* start SOURCE PASSAGE *

In Section 2, we discuss the background on NN design and the related work on performance estimation. Then, in Section 3, we introduce the proposed method, followed by Section 4, where we describe the implemented hardware design of the benchmarked accelerator. Then, we present the experiments, results and discussion in Section 5. Lastly, we conclude the work in Section 6.

2. Background and Related Work

In this section, we present an overview of NNs and their compute pattern and related work on performance estimation methods.

2.1. Neural Networks

NNs are built by stacking several mathematical operations on top of each other, otherwise known as layers. In this work, we mainly demonstrate our method on an accelerator for CNNs; however, the proposed method is not limited to accelerators for CNNs. The processing of a CNN is usually done in a layer-by-layer fashion; nevertheless, most modern networks [17,18,19] have residual or concatenative connections between them [17]. Specifically for CNNs, frequently used layers are 2D convolutional, fully-connected or pooling layers interchanged with element-wise applied non-linearities [20]. Convolutional or fully-connected layers aim to learn useful features that can be used to recognise patterns in the input data, while pooling aims to reduce the representation and pool the most important information, while processing the data through the NN. Practically, convolutional and fully-connected layers take up over 90% of the computation and energy consumption in a CNN model [2,21,22]. The algorithm behind 2D convolution is shown in Algorithm 1. The notation used in this paper is presented in Table 1.

Algorithm 1: Convolution.

Input: Input feature map

I

of shape

C \times H_{I} \times W_{I}

; weight matrix

W

of shape

F \times C \times K \times K

Output: Output feature map

O

of shape

F \times H_{O} \times W_{O}

1:: for ( $f = 0; f < F; f + +$ )
2:: for ( $c = 0; c < C; c + +$ )
3:: for ( $h = 0; h < H_{O}; h + +$ )
4:: for ( $w = 0; w < W_{O}; w + +$ )
5:: $O [f] [h] [w] + = \sum_{i = 1}^{K - 1} \sum_{j = 1}^{K - 1} W [f] [c] [i] [j] * I [c] [h * s + i] [w * s + j]$

As illustrated in Algorithm 1, the convolution accepts a

C \times H_{I} \times W_{I}

sized input feature map, and then, the input is convolved with a kernel with the shape of

F \times C \times K \times K

. Each kernel window with the size of

K \times K

is applied to one channel of the input

H_{I} \times W_{I}

by sliding the kernel with a stride of s to produce one output feature map

H_{O} \times W_{O}

; then, the results of C channels are accumulated to produce one filter of the output. All filters of the output feature maps

F \times H_{O} \times W_{O}

are generated by repeating this process F times. A fully-connected layer can be re-interpreted as a convolution by considering the kernel size

K = 1

. Utilizing this compute pattern, it is then possible to summarize the number of compute operations, as well as the number of memory transfers, as shown in Table 2. At the same time, given the different for-loops in Algorithm 1, it is possible to parallelise the convolution operation in each for-loop dimension: filter, channel, data vector or kernel. In Section 4, we introduce the implemented accelerator, which is capable of taking advantage of this property in multiple dimensions.

* end SOURCE PASSAGE *
* start ENTRIES PROVIDED *

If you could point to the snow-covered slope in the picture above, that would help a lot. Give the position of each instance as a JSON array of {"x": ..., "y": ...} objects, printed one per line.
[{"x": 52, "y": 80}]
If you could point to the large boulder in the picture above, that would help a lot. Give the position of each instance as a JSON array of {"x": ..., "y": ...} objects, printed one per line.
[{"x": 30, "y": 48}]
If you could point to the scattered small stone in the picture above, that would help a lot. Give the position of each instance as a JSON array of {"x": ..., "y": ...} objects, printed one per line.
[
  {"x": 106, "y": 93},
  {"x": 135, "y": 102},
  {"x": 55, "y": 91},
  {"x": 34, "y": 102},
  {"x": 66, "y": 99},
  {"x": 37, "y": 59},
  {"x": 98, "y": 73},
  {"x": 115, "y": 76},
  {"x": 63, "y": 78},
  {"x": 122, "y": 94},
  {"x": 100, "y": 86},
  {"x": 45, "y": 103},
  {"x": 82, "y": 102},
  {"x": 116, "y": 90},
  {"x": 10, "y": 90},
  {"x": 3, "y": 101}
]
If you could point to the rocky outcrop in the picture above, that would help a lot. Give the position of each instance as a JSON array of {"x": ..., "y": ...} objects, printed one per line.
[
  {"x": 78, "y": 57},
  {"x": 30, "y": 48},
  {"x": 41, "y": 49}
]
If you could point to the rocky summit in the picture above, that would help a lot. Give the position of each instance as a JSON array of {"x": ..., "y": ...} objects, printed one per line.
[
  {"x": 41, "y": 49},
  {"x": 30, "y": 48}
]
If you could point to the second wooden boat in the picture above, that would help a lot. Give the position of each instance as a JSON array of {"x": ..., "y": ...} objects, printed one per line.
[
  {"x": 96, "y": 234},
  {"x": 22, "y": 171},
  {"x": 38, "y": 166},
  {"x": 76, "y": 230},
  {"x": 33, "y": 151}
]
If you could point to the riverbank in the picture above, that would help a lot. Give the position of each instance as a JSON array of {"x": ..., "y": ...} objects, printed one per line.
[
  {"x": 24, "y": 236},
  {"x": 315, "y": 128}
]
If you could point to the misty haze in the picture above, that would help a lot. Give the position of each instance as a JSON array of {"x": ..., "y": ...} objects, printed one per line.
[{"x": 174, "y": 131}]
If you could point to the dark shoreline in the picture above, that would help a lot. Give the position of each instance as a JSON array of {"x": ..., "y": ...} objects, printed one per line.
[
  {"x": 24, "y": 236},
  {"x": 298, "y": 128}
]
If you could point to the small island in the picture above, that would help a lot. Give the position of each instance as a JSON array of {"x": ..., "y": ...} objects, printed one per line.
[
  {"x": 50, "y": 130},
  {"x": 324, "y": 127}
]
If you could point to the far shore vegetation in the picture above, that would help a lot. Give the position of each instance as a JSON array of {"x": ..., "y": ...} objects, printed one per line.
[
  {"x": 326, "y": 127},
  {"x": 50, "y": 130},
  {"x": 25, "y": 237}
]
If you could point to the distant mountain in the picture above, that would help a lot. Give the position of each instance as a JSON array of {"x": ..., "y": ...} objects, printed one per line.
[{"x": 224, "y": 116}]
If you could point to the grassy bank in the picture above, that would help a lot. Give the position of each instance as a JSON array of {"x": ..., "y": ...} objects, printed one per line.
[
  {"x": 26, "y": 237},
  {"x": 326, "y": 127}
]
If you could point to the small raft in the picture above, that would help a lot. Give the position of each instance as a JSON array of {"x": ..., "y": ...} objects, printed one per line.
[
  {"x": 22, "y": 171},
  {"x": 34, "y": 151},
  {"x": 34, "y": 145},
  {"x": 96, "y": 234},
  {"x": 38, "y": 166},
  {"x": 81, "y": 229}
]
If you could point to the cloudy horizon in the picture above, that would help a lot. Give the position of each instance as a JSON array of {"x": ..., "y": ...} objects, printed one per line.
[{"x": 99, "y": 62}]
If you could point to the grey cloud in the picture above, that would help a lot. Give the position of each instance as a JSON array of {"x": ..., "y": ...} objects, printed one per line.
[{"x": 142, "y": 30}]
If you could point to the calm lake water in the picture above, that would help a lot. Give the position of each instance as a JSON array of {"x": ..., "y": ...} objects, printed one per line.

* end ENTRIES PROVIDED *

Translate this sentence from the neural network passage into Spanish: "NNs are built by stacking several mathematical operations on top of each other, otherwise known as layers."

* _EXERCISE ANSWER_:
Las NN se construyen apilando varias operaciones matemáticas unas sobre otras, también conocidas como capas.